## WORK INSTRUCTIONS
Identify every line in the records that contains the word "stone" and copy each of those lines. Case counts, so match only that exact lowercase form.

## SUPPLIED MATERIAL

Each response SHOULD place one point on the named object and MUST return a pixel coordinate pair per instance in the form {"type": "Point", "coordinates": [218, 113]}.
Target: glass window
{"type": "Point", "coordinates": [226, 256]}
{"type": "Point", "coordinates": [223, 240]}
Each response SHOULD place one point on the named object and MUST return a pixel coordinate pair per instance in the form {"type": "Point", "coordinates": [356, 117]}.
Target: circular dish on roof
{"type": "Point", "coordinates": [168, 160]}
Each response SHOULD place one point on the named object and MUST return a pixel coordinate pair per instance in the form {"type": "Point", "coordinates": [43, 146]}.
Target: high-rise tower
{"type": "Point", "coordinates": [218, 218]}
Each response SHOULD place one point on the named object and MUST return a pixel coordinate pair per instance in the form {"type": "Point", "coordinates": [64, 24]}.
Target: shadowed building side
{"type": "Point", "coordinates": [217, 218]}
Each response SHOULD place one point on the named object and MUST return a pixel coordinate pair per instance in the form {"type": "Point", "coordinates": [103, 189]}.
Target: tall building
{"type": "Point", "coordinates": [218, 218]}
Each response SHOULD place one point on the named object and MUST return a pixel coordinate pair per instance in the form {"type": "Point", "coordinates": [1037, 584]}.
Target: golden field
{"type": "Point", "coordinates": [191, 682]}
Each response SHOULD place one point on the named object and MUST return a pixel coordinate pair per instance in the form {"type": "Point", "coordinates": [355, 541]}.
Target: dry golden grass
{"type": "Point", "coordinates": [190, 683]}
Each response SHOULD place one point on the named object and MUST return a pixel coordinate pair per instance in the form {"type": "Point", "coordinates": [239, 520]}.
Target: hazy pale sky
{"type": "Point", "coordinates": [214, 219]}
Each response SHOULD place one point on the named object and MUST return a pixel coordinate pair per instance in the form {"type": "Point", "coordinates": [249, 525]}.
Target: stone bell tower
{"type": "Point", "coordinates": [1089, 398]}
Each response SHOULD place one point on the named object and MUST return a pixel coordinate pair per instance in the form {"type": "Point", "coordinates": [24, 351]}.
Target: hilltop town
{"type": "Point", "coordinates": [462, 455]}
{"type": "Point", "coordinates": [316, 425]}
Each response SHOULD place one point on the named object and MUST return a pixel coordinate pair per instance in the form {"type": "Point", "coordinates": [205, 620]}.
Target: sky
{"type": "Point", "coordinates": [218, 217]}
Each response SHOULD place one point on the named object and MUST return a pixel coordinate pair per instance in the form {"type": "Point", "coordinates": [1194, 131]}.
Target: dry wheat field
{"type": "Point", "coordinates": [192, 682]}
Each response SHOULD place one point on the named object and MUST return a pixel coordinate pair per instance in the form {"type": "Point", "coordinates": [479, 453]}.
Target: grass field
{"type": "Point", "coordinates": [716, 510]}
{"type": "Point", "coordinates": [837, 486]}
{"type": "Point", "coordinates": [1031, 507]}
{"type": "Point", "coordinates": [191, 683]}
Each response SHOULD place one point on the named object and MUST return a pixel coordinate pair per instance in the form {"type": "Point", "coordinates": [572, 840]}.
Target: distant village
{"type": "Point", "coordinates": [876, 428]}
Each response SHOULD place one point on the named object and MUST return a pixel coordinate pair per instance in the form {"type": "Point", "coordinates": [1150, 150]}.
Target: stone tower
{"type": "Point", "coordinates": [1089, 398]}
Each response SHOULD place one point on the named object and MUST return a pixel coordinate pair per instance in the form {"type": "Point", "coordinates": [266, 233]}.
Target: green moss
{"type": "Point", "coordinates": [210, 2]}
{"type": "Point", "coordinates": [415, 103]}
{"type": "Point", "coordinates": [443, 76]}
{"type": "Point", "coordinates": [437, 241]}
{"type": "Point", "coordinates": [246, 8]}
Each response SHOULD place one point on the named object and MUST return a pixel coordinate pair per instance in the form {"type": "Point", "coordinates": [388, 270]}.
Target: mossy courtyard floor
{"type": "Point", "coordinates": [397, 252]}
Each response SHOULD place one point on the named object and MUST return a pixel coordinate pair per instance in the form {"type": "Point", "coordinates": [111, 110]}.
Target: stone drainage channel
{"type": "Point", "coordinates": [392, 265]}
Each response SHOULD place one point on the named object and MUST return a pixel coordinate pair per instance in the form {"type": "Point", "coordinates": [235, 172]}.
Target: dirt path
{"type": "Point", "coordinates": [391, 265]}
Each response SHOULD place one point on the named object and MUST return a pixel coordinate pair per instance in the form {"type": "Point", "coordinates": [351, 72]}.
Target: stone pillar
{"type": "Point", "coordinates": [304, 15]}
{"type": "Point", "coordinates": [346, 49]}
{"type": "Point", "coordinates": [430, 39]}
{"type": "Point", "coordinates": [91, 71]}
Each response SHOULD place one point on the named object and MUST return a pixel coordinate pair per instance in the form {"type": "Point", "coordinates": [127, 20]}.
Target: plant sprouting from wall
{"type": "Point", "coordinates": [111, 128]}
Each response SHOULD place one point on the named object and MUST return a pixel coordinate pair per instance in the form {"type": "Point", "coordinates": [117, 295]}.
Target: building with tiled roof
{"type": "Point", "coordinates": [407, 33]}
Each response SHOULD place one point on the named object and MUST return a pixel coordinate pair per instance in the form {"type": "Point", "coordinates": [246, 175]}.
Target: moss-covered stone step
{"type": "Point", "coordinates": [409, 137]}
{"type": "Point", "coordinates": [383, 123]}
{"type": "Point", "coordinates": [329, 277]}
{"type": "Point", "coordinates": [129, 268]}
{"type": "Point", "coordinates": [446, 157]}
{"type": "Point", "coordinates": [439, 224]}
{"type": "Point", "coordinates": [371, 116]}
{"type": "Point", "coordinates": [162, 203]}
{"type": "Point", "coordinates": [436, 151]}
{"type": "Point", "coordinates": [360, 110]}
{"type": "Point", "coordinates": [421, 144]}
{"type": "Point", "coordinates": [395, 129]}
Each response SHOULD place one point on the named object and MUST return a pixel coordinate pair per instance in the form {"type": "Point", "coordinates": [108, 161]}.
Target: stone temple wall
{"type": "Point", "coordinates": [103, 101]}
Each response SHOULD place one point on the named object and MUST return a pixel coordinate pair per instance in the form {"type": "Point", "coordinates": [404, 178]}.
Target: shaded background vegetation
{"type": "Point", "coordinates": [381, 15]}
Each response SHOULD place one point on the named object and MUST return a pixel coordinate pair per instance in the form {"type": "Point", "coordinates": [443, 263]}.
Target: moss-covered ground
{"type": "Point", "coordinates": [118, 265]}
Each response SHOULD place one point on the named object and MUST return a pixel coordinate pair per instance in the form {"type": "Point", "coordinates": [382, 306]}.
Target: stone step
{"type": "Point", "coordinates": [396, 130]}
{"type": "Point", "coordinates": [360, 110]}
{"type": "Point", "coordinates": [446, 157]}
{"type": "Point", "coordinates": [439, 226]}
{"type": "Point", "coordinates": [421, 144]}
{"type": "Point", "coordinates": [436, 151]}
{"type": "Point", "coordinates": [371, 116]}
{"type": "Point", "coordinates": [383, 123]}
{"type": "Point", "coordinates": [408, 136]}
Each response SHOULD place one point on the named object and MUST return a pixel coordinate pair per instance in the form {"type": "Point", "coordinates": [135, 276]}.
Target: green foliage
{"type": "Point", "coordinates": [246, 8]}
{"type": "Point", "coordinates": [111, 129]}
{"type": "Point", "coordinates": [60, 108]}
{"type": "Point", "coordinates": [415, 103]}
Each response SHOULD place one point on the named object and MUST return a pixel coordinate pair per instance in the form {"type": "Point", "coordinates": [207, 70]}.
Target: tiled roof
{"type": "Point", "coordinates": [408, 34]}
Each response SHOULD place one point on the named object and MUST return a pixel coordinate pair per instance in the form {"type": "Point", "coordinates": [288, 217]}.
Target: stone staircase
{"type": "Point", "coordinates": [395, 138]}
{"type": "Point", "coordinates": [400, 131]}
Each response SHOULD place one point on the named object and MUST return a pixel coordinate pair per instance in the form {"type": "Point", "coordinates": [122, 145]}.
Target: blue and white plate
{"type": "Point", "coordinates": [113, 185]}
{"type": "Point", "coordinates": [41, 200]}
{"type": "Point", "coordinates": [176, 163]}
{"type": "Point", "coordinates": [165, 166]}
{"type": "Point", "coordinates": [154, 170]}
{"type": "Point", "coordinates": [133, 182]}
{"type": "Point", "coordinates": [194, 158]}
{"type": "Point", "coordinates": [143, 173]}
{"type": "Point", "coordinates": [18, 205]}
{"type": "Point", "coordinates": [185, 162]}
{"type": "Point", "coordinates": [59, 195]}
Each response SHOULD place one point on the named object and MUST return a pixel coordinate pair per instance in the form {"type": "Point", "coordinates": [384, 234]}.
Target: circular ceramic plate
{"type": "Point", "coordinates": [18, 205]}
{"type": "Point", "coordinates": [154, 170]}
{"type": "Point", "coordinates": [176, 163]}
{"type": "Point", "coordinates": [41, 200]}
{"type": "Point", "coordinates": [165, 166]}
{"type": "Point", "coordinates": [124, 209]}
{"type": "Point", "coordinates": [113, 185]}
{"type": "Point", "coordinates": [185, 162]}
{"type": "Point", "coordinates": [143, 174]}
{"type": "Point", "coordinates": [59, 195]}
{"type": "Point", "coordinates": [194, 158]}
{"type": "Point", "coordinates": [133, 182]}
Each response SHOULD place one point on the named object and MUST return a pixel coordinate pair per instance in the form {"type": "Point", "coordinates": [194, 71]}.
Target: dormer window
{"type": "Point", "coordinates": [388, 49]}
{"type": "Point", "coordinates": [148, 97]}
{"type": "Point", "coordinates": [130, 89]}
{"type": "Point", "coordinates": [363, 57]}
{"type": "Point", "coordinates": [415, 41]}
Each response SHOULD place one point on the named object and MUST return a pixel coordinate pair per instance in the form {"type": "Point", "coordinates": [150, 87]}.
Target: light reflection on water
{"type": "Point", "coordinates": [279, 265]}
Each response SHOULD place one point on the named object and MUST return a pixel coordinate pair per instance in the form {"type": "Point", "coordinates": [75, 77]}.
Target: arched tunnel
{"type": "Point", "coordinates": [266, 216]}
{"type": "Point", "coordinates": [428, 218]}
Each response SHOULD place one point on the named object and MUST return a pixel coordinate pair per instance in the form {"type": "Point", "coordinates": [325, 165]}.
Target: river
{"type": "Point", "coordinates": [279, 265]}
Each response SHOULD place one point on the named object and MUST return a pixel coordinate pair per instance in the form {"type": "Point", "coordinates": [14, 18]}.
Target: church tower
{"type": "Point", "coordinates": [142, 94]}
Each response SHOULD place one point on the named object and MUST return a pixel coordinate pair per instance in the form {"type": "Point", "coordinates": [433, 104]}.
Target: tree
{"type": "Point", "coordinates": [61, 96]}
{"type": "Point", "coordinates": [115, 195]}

## EXERCISE SOLUTION
Target: stone bell tower
Target: stone tower
Target: stone drainage channel
Target: stone pillar
Target: moss-covered stone step
Target: stone temple wall
Target: stone step
Target: stone staircase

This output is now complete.